Written instruction 1
In the records, take the part that opens with the line containing "background. Return only the coordinates." and runs through the end of the records, and replace "Provide one point" with "Place one point" there. Return only those lines, with everything else unchanged.
━━━ Passage
13 January 2009

My Mom Thinks You're Hot

Who doesn't appreciate being told that someone thinks they're good-looking? Practically nobody, right? And yet...

Let me back up a bit. This happens to almost everybody, I think; at least it's happened to me enough times to where I have a hard time believing it's mere coincidence: you're in some strange town, or in a strange part of the town where you live, some place that's so random and obscure that before whatever circumstances that brought you there arose, you couldn't ever have imagined a reason for being there. Assuming, of course, that you'd previously even heard of the place.

But there you are, blithely trundling along through this terra incognita and bang, you run into - occasionally quite literally - someone you know or once knew from a time or place completely unconnected to where you are at the moment. It's happened to me in Paris, London, Sydney, and several times in New York City.

Yesterday I found myself, for reasons that don't particularly matter, in the outer reaches of deepest darkest Queens. I'm not even sure what the name of the neighborhood was, or if it even had one, but desirous of returning to civilization as quickly as possible, I was descending the stairs of the nearest subway station when who should come climbing those stairs in the opposite direction but one MICHELLE SHIRELLE.

Michelle, for those of you who don't know her, is the diminutive rock star who plays Gracie Allen to GRATH McGRATH's George Burns in New York City's hottest pop punk combo, the Steinways. She's also, I hope she won't mind me pointing out, a bit of a bombshell, an observation which a quick Google image search should confirm for you.

I've known Michelle for years, at least five, anyway, and though she's no longer the slightly 20 year old I first met, and in fact is now, in addition to her rock star exploits, a quite serious psychology student, she still in many ways seems like a little girl to me. And in relative terms, considering the difference in our ages, I suppose she is.

Despite this, however, we've always gotten along well, and it was a delight to see her. We stood on the corner chatting while she waited for her mother, who was picking her up in her car, and Michelle made the not uncommon joke people her age often make with me, something to the effect of fixing me up with her mother.

Understandable, since most of my younger pop punk friends have mothers in my general age group or younger. The first time I heard something like this from a young friend - and I just remembered that it wasn't always a joke: there was once a teenager at Gilman who sincerely believed I would be an ideal stepdad for him - it was a little disconcerting, but I've grown sufficiently used to this sort of ribbing that I usually play along with it now.

So I told Michelle to say hi to her mom for me; she laughed, jumped in the car, and took off. End of story, until tonight when I saw Michelle again, this time at the JETTY BOYS show in Brooklyn, and she's like, "My mom thinks you're hot!" To be fair, I never got a good look at the woman, as I was busy talking to Michelle when she drove up, so she may well be every bit the looker her daughter is, but there's something about the words "my mom" spoken by a good friend that tend to strip any potential allure from the woman they're describing.
━━━━━━
━━━ Input for this task
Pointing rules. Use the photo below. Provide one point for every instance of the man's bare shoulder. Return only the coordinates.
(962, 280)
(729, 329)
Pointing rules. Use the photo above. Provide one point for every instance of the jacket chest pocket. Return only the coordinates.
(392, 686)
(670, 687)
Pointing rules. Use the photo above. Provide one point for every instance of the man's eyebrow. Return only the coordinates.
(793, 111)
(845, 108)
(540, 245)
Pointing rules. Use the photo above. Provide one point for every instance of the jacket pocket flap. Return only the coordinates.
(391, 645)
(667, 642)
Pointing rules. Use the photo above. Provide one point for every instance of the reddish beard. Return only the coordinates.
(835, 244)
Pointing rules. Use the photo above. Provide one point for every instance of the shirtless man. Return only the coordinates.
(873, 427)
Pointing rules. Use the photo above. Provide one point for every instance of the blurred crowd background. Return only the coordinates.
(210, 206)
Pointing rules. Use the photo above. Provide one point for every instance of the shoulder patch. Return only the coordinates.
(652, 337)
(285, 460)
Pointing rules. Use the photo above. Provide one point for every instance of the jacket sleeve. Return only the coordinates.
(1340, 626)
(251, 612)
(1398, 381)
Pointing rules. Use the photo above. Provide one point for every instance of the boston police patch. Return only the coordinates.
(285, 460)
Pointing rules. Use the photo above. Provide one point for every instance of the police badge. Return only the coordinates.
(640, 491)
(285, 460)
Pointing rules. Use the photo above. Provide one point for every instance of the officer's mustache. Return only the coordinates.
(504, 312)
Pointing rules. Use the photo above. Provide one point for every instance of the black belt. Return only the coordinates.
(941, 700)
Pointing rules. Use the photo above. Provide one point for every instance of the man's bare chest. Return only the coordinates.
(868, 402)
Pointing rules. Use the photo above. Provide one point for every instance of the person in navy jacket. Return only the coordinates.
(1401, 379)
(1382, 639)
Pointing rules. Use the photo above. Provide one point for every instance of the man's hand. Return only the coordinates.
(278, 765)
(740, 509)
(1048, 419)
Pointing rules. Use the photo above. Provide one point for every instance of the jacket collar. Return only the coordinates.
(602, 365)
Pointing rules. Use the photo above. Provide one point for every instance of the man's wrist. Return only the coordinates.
━━━━━━
Written instruction 2
Summarize the blog post "My Mom Thinks You're Hot" in two sentences.

Worked solution 1
Pointing rules. Use the photo above. Place one point for every instance of the blurred crowd background. Return only the coordinates.
(210, 206)
Pointing rules. Use the photo above. Place one point for every instance of the shoulder patch. Return only the coordinates.
(652, 337)
(285, 460)
Pointing rules. Use the photo above. Place one point for every instance of the jacket sleeve. Return only the coordinates.
(1340, 626)
(251, 612)
(1398, 381)
Pointing rules. Use the photo above. Place one point for every instance of the boston police patch. Return only the coordinates.
(285, 460)
Pointing rules. Use the photo above. Place one point for every instance of the police badge. Return only the coordinates.
(640, 491)
(285, 460)
Pointing rules. Use the photo above. Place one point for every instance of the officer's mustache. Return only the coordinates.
(504, 312)
Pointing rules. Use the photo above. Place one point for every instance of the black belt. Return only the coordinates.
(941, 700)
Pointing rules. Use the photo above. Place one point for every instance of the man's bare chest. Return only the coordinates.
(868, 402)
Pointing rules. Use the photo above. Place one point for every instance of the person in navy jacket. Return only the coordinates.
(1401, 379)
(1382, 639)
Pointing rules. Use the photo above. Place one point for every instance of the man's hand. Return only the coordinates.
(278, 765)
(740, 509)
(1048, 419)
Pointing rules. Use the photo above. Place one point for every instance of the jacket collar. Return only the coordinates.
(602, 365)
Pointing rules. Use the photo above. Place one point for every instance of the man's wrist. Return only the coordinates.

Worked solution 2
After running into Michelle Shirelle of the Steinways on subway stairs in an obscure part of Queens, the writer chatted with her while she waited for her mother, and she joked about fixing the writer up with her mom. When they met again at a Jetty Boys show in Brooklyn, Michelle announced that her mom thinks the writer is hot, but the writer feels that the words "my mom" from a good friend strip away any allure the woman might have.